> [Problem to solve]: Write out every line from the one containing "Would you be able to pin the city" down to the end of the listing, shifting each x and y coordinate in the answers up by 142.

[Begin Extracted entries]

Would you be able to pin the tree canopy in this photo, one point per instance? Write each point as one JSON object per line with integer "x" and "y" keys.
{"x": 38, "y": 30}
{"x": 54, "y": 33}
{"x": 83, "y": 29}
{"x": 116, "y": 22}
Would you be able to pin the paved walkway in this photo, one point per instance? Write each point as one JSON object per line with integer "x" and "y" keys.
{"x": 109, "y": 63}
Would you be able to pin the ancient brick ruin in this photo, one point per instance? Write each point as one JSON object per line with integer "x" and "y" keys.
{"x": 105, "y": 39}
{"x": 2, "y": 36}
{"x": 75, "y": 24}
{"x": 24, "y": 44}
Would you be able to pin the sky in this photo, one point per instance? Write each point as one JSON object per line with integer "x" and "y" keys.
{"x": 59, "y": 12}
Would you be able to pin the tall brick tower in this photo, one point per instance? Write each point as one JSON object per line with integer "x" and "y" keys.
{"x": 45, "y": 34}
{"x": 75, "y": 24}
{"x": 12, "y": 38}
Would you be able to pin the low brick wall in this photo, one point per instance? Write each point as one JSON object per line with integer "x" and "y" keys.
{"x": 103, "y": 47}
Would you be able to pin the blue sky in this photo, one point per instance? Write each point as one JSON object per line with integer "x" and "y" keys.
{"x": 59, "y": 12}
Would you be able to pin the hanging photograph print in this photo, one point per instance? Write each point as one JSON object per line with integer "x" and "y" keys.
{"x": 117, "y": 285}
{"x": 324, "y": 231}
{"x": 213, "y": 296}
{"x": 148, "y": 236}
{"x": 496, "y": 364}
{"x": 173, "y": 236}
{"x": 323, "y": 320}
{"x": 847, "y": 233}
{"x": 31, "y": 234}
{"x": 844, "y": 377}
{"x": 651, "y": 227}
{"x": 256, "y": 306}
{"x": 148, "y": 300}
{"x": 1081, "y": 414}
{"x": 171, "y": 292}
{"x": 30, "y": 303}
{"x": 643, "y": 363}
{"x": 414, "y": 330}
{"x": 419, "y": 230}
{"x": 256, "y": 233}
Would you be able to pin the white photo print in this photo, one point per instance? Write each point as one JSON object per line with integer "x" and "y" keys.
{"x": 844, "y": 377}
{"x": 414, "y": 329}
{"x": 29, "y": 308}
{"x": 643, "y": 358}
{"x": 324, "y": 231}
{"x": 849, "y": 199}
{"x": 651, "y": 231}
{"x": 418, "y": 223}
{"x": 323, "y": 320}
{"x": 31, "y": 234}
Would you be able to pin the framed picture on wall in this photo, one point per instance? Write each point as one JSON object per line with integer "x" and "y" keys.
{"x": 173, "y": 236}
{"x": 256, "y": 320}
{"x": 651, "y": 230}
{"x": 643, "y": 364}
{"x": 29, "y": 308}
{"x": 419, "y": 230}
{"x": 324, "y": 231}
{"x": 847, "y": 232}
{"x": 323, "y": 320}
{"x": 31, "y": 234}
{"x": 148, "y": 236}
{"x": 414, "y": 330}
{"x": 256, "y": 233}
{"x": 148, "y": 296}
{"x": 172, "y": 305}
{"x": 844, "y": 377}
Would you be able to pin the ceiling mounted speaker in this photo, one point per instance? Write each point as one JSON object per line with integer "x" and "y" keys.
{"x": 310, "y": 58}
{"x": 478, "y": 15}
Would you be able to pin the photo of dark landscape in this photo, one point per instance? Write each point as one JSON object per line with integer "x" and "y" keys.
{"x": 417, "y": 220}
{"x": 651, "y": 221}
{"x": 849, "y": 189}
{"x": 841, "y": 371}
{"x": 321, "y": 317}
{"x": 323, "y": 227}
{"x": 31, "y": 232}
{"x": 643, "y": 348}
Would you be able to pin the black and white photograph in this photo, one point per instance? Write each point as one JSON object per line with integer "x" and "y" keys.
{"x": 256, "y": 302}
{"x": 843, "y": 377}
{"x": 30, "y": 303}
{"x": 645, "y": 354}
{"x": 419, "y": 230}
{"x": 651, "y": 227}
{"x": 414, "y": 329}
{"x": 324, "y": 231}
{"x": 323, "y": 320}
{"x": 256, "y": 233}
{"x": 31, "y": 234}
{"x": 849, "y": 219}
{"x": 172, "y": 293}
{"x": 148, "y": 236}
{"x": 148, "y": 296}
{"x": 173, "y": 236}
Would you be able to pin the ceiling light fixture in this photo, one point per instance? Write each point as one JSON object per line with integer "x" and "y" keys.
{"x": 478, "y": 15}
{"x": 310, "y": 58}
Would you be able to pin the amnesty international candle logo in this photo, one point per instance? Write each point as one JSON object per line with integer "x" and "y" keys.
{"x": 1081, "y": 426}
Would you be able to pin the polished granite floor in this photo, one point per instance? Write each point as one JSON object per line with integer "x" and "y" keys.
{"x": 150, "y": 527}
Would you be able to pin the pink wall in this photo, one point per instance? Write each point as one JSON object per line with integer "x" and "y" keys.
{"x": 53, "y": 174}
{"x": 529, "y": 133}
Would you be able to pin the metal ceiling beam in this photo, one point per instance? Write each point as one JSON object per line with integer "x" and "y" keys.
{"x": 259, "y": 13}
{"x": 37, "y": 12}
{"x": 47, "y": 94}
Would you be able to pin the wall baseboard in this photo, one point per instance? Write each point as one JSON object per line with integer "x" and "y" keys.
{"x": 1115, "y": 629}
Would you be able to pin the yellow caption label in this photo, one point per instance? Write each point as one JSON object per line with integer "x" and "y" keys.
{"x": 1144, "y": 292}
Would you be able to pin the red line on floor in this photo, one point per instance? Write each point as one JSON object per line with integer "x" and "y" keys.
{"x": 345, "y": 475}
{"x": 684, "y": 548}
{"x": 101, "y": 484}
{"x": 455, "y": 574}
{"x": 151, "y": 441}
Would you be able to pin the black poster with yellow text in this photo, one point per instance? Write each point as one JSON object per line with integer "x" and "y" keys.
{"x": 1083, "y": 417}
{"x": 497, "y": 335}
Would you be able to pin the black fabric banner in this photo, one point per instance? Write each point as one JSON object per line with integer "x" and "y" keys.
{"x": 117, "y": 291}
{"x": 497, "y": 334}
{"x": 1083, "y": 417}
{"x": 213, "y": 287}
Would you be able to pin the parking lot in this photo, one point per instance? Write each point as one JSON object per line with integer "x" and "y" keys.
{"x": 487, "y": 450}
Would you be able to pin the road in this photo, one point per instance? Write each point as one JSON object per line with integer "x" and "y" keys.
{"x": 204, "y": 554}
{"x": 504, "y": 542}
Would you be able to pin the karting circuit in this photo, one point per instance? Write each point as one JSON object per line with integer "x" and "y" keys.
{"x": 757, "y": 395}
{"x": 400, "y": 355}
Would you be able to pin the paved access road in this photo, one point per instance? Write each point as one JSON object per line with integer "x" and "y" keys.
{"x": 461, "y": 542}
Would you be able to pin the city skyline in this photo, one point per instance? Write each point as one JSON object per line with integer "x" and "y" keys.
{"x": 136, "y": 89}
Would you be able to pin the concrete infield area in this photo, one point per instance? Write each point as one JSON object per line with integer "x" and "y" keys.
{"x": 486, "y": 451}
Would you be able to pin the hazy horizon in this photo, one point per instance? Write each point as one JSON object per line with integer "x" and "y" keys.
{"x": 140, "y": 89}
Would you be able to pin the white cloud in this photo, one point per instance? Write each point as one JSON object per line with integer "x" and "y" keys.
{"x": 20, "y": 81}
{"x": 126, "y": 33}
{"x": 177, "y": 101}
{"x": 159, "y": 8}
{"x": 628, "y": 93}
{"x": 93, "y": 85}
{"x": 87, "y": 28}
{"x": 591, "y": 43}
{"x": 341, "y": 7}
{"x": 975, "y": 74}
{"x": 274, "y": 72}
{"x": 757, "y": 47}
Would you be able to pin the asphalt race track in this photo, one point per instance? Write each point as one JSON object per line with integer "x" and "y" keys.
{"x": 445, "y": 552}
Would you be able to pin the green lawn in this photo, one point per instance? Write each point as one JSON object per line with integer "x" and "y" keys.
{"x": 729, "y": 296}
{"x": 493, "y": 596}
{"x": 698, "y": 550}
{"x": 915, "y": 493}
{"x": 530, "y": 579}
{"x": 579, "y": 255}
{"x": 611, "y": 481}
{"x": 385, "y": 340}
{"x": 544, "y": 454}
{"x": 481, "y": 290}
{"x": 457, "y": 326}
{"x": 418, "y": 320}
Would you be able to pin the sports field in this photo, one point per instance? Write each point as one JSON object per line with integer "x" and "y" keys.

[End Extracted entries]

> [Output of the task]:
Would you be able to pin the city skyline in this photo, one point per instance? Write each point as one JSON object per line with integer "x" and "y" keys.
{"x": 278, "y": 231}
Would you be able to pin the concrete infield area in this photo, one point per instance? Write each point as one JSON object per line with integer "x" and "y" keys.
{"x": 628, "y": 593}
Would you be able to pin the hazy horizon in this photo, one point per instance? Write each point as one JSON object per line with integer "x" and "y" keys.
{"x": 282, "y": 231}
Would you be able to pin the white cloud in this photo, one point per instance? Write each point as one JSON object per line with integer "x" and "y" keys.
{"x": 162, "y": 223}
{"x": 268, "y": 175}
{"x": 319, "y": 243}
{"x": 301, "y": 150}
{"x": 770, "y": 235}
{"x": 235, "y": 227}
{"x": 229, "y": 170}
{"x": 733, "y": 185}
{"x": 483, "y": 149}
{"x": 1117, "y": 216}
{"x": 416, "y": 214}
{"x": 899, "y": 189}
Would you be able to pin the asphalt race track in this photo, one point per instance? Write each point as one JSON object per line with integer "x" and "y" keys.
{"x": 587, "y": 694}
Would you be able to pin the green lawn in this photo, one point per instance? Write each point as one JSON object per line with integer "x" and "y" keys.
{"x": 871, "y": 438}
{"x": 635, "y": 738}
{"x": 840, "y": 692}
{"x": 1057, "y": 635}
{"x": 672, "y": 721}
{"x": 721, "y": 397}
{"x": 753, "y": 623}
{"x": 527, "y": 482}
{"x": 686, "y": 596}
{"x": 623, "y": 432}
{"x": 599, "y": 468}
{"x": 560, "y": 462}
Would you be able to pin the sports field in this photo, one point per instance? Write each point as one JSON object per line with integer "x" and "y" keys.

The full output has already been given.